WHAT YOU SHOULD DO →
Extract each line of the data below that contains the string "white". Case counts, so only exact-case matches qualify.
— start GIVEN DATA —
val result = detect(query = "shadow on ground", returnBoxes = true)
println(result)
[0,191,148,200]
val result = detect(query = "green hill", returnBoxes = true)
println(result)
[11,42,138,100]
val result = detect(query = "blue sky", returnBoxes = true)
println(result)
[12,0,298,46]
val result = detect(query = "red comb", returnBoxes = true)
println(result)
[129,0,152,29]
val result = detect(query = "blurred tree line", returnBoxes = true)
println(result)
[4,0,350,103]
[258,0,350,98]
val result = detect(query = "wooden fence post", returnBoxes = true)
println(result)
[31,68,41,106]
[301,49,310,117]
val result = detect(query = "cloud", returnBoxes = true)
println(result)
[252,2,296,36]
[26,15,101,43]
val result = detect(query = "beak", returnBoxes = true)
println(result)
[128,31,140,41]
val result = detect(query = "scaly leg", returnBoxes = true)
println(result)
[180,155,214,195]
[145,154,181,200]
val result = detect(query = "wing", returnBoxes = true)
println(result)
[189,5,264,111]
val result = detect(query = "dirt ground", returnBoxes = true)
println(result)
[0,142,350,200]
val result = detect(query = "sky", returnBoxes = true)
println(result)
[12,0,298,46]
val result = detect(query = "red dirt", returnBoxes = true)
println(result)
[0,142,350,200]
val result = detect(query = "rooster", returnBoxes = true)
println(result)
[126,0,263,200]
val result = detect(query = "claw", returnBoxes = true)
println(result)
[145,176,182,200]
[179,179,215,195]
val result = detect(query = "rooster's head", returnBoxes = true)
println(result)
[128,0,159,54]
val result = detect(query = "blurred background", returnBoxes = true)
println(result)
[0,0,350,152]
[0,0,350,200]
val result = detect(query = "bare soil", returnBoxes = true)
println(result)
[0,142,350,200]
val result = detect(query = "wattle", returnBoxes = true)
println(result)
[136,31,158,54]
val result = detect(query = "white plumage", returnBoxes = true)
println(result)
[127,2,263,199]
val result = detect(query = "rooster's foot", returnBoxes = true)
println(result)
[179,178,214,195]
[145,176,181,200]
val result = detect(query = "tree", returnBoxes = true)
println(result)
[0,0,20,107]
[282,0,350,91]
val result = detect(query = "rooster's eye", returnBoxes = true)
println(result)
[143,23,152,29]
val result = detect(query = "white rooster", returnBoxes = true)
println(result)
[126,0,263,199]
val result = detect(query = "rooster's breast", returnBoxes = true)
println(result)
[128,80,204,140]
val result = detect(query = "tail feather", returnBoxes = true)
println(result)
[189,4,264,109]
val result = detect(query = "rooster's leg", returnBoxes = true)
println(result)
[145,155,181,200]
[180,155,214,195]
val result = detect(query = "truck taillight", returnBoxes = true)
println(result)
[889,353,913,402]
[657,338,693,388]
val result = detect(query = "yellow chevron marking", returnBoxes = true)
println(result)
— end GIVEN DATA —
EXERCISE OUTPUT →
val result = detect(query = "white plumage", returnBoxes = true)
val result = detect(query = "white rooster", returnBoxes = true)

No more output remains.